# What to do
Word for word, set down the records and skip each picture.
— Start of Given data —
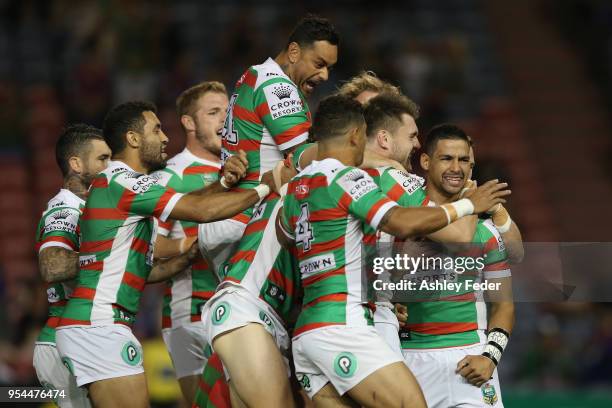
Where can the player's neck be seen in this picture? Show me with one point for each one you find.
(437, 196)
(75, 185)
(201, 152)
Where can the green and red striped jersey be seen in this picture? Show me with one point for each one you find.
(267, 115)
(116, 253)
(58, 227)
(324, 210)
(187, 292)
(458, 318)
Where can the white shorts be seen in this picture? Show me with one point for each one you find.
(341, 355)
(186, 345)
(434, 369)
(53, 375)
(218, 240)
(95, 353)
(387, 327)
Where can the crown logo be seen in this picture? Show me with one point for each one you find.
(282, 91)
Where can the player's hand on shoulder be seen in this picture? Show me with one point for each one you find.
(476, 369)
(235, 168)
(488, 195)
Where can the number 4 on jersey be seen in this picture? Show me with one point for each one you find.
(229, 134)
(304, 233)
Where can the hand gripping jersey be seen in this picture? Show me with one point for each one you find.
(116, 254)
(267, 115)
(58, 227)
(325, 209)
(187, 292)
(459, 318)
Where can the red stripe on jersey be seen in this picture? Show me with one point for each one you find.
(63, 240)
(320, 276)
(100, 182)
(97, 246)
(262, 109)
(83, 293)
(374, 209)
(162, 202)
(102, 214)
(133, 281)
(207, 294)
(64, 321)
(191, 231)
(325, 246)
(258, 225)
(292, 133)
(333, 297)
(442, 327)
(201, 169)
(139, 245)
(312, 326)
(248, 256)
(246, 115)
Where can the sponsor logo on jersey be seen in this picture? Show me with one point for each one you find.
(345, 364)
(317, 264)
(489, 395)
(356, 184)
(131, 354)
(283, 99)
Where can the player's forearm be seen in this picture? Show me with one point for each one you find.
(460, 231)
(58, 264)
(165, 269)
(514, 244)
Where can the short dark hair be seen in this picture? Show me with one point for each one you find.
(74, 141)
(335, 115)
(313, 28)
(385, 112)
(444, 131)
(122, 119)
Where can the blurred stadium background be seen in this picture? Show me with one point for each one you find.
(530, 80)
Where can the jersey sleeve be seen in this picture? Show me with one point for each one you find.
(59, 228)
(144, 196)
(404, 188)
(283, 112)
(494, 251)
(362, 197)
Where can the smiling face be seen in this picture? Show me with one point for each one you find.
(153, 142)
(448, 167)
(311, 64)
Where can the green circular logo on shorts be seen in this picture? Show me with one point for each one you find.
(345, 364)
(221, 313)
(131, 354)
(68, 364)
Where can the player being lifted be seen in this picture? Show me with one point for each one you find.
(268, 117)
(81, 153)
(444, 342)
(323, 213)
(94, 337)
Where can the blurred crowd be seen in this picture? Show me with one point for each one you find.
(64, 61)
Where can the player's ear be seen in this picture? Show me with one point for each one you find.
(76, 164)
(425, 161)
(188, 123)
(294, 51)
(132, 139)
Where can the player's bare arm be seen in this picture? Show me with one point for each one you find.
(478, 369)
(167, 268)
(411, 222)
(58, 264)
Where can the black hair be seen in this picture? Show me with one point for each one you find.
(122, 119)
(74, 141)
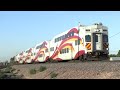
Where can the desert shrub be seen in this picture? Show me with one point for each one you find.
(42, 68)
(53, 75)
(33, 71)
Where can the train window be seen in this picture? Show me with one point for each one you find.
(40, 55)
(105, 38)
(72, 33)
(67, 50)
(96, 38)
(46, 50)
(55, 40)
(78, 42)
(52, 49)
(104, 30)
(66, 35)
(60, 52)
(88, 38)
(75, 42)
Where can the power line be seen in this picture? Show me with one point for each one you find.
(114, 34)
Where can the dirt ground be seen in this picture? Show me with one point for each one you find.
(74, 70)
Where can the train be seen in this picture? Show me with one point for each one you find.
(83, 42)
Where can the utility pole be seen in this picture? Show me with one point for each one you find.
(78, 37)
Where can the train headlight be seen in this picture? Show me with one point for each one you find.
(97, 30)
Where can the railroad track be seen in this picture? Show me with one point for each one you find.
(68, 61)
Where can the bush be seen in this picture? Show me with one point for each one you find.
(53, 75)
(33, 71)
(42, 68)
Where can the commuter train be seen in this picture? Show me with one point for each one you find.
(84, 42)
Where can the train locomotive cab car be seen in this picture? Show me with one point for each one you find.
(96, 41)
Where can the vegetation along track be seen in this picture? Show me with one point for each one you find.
(73, 70)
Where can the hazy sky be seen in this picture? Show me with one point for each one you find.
(20, 30)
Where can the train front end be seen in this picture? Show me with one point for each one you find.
(96, 41)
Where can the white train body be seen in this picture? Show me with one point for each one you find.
(81, 42)
(29, 55)
(41, 52)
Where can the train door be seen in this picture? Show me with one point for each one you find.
(97, 41)
(66, 53)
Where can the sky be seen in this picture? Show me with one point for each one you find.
(20, 30)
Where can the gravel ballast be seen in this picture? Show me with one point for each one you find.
(73, 70)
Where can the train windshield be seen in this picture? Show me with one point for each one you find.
(105, 38)
(88, 38)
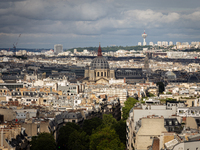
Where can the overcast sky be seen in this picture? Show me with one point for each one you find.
(84, 23)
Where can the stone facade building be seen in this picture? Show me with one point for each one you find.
(99, 71)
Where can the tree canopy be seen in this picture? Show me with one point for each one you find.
(105, 139)
(128, 104)
(44, 141)
(91, 124)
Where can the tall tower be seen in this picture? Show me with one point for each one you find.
(144, 35)
(58, 48)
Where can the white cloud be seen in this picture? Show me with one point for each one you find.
(195, 16)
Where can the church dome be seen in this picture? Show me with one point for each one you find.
(99, 62)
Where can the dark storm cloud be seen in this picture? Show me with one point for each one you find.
(73, 23)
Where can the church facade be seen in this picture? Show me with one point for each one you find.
(99, 71)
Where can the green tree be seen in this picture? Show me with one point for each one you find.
(108, 120)
(105, 139)
(120, 129)
(128, 104)
(78, 141)
(91, 124)
(64, 133)
(44, 141)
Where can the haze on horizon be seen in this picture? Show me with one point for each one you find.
(78, 23)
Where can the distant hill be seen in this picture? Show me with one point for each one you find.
(111, 48)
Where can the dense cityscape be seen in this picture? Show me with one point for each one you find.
(99, 75)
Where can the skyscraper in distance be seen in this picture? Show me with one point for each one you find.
(144, 35)
(58, 48)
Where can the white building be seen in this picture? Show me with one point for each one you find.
(159, 43)
(171, 43)
(151, 43)
(58, 48)
(164, 43)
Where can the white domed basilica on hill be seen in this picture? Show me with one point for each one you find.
(99, 71)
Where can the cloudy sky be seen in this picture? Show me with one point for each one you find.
(83, 23)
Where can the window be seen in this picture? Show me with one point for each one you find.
(176, 122)
(170, 123)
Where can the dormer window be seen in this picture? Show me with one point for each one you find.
(170, 123)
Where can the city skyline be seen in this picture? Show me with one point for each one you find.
(42, 24)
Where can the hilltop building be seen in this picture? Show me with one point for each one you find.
(99, 71)
(58, 48)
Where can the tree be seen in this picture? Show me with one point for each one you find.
(78, 141)
(129, 103)
(120, 129)
(91, 124)
(105, 139)
(108, 120)
(64, 133)
(44, 141)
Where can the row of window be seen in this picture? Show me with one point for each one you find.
(98, 74)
— End of Given data —
# Task answer
Where can the player's neck be seen in this picture? Show me with one point for each one you find.
(437, 196)
(75, 185)
(201, 152)
Where can the green and red striped jersey be seen in this picture? Show me with one point for each one you find.
(267, 115)
(116, 253)
(58, 227)
(324, 210)
(187, 292)
(458, 318)
Where can the white shorts be seen in this picture? Show me with one point for each one you find.
(341, 355)
(186, 345)
(434, 369)
(53, 375)
(218, 240)
(95, 353)
(387, 327)
Where can the crown logo be seen in this picture? Show me with one point for each one you find.
(282, 91)
Where can the player's hand on shoulder be seen in this picture? Show me with one point for each one you find.
(476, 369)
(235, 168)
(488, 195)
Where can the number 4 on jersey be seen in this picture? Show me with one point for each one you find.
(229, 134)
(304, 233)
Where can the hand gripping jersey be seen in this picture? Show me with one point for each one you find.
(116, 254)
(267, 115)
(58, 227)
(325, 209)
(187, 292)
(459, 318)
Where can the red stripe on jersey be seen in this picture? Show me with one point for each one you find.
(63, 240)
(320, 276)
(100, 182)
(97, 246)
(262, 109)
(83, 293)
(374, 209)
(162, 202)
(102, 214)
(133, 281)
(207, 294)
(64, 321)
(191, 231)
(325, 246)
(258, 225)
(292, 133)
(333, 297)
(442, 327)
(201, 169)
(139, 245)
(312, 326)
(248, 256)
(246, 115)
Where can the sponsor logo on jersey be seen in this picture? Show me with one point for each one you find.
(345, 364)
(317, 264)
(489, 395)
(356, 184)
(131, 354)
(283, 99)
Where can the player's forearm be seen in this picture? Show me with one point for each one you find.
(460, 231)
(58, 264)
(165, 269)
(514, 244)
Where can the short dark hair be seen in this picture? Show me with one point for each one you find.
(74, 141)
(335, 115)
(313, 28)
(385, 112)
(444, 131)
(122, 119)
Where can the blurred stadium background be seen in this picture? Show me with one point for each one you find.
(530, 80)
Where can the jersey sleeve be seen in this picture? Show me with one point for each one you find.
(59, 228)
(144, 196)
(404, 188)
(283, 112)
(494, 251)
(362, 197)
Where can the smiling face be seen in this picture? Show me with one point for each one you find.
(153, 142)
(448, 167)
(311, 64)
Where can the green circular logo on shorts be seen in this picture? Show me with one point for each one you find.
(345, 364)
(221, 313)
(131, 354)
(68, 364)
Where can the player being lifted be seen in this picture? Show me with one point for each one you find.
(268, 117)
(81, 153)
(444, 342)
(323, 213)
(94, 337)
Where can the blurred crowd be seen in this picture? Show me with one point for each one you find.
(64, 61)
Where can the player's ear be seen in this picture? Show me with one point for each one you find.
(76, 164)
(425, 161)
(188, 123)
(294, 51)
(132, 139)
Where can the player's bare arm be seen in this picture? Show me with one point for each one you find.
(478, 369)
(167, 268)
(411, 222)
(58, 264)
Where can the black hair be seen in this picture? Show me with one point for each one you find.
(122, 119)
(74, 141)
Where can the desert shrub be seen in this picture? Show me with one point for each one you find.
(42, 68)
(53, 75)
(33, 71)
Where can the train window be seen in this picture? Show me with one point for each one you find.
(40, 55)
(105, 38)
(72, 33)
(67, 50)
(96, 38)
(46, 50)
(55, 40)
(78, 42)
(52, 49)
(104, 30)
(66, 35)
(60, 52)
(88, 38)
(75, 42)
Where can the power line be seen in this picture? Show me with one point for each one you find.
(114, 34)
Where can the dirt ground be seen in this picture? Show me with one point for each one you find.
(74, 70)
Where can the train be seen in this picture? Show me with one point for each one you find.
(83, 42)
Where can the utility pole be seen in this picture? Show me with one point for each one you find.
(78, 37)
Where can the train headlight be seen in this picture? Show me with one point for each one you find.
(97, 30)
Where can the railroad track be seen in this picture? Show me with one point for each one you find.
(68, 61)
Where can the bush be seen in this picture? Show me with one point for each one you find.
(53, 75)
(33, 71)
(42, 68)
Where can the commuter train be seen in this picture? Show me with one point for each one you find.
(84, 42)
Where can the train locomotive cab car be seen in this picture? Show me with one point for each one you find.
(96, 41)
Where can the vegetation along track be seen in this picture? Show me with one point for each one you find.
(73, 70)
Where can the hazy sky be seen in this picture? Show me with one point for each one you find.
(20, 30)
Where can the train front end be seen in this picture? Show me with one point for each one you find.
(96, 41)
Where can the white train body be seen in this picture? Show me with one point for each one you find.
(81, 42)
(29, 55)
(41, 52)
Where can the train door be seen in this picture? Show me with one point for each one you find.
(97, 41)
(66, 53)
Where can the sky be seen in this picture? Show me with one point for each one you find.
(20, 30)
Where can the gravel ballast be seen in this picture? Show me with one point for each one you find.
(73, 70)
Where can the train windshield be seen in this picture? Show me with one point for each one you find.
(105, 38)
(88, 38)
Where can the overcast sky be seen in this picture? Show me with one point for each one you find.
(84, 23)
Where can the stone facade building be seen in this picture? Show me with one point for each one you find.
(99, 71)
Where can the tree canopy be seen in this picture? Show me with one point for each one you find.
(105, 139)
(128, 104)
(44, 141)
(91, 124)
Where can the tall tower be seen in this picture? Show me with one point for each one you find.
(144, 35)
(58, 48)
Where can the white cloud be seen in this picture? Show me with one point for each one you find.
(195, 16)
Where can the church dome be seen in this picture? Show me with one point for each one you find.
(99, 62)
Where can the dark storm cloud be seen in this picture? Show me with one point for each one you find.
(73, 23)
Where can the church facade be seen in this picture? Show me with one point for each one you find.
(99, 71)
Where can the green tree be seen in this picture? Show me with one point for each one you find.
(108, 120)
(105, 139)
(120, 129)
(128, 104)
(78, 141)
(91, 124)
(64, 133)
(44, 141)
Where can the haze on horizon be seen in this picture? Show me with one point for each one you find.
(78, 23)
Where can the distant hill be seen in this picture? Show me with one point for each one you find.
(111, 48)
Where can the dense cityscape be seen in this picture? Show me with one point for each one you find.
(99, 75)
Where can the skyscraper in distance be seen in this picture? Show me with one point for each one you find.
(144, 35)
(58, 48)
Where can the white building be seen in this picture? Show me with one point for each one you find.
(159, 43)
(171, 43)
(151, 43)
(58, 48)
(164, 43)
Where can the white domed basilica on hill be seen in this picture? Show me with one point for each one you find.
(99, 71)
Where can the cloudy sky be seen in this picture? Show me with one point for each one you find.
(83, 23)
Where can the window be seen in this picture? Show me with one point for each one you find.
(176, 122)
(170, 123)
Where can the dormer window be seen in this picture? Show me with one point for each one you find.
(170, 123)
Where can the city skyline be seen in this picture? Show me with one point for each one you find.
(42, 24)
Where can the hilltop building be seen in this picture? Show me with one point for each one you find.
(99, 71)
(58, 48)
Where can the tree be seen in this picture? Show me with one point for each one you find.
(78, 141)
(129, 103)
(120, 129)
(91, 124)
(105, 139)
(108, 120)
(64, 133)
(44, 141)
Where can the row of window be seen in this picture? Show me with one point for each one you find.
(98, 74)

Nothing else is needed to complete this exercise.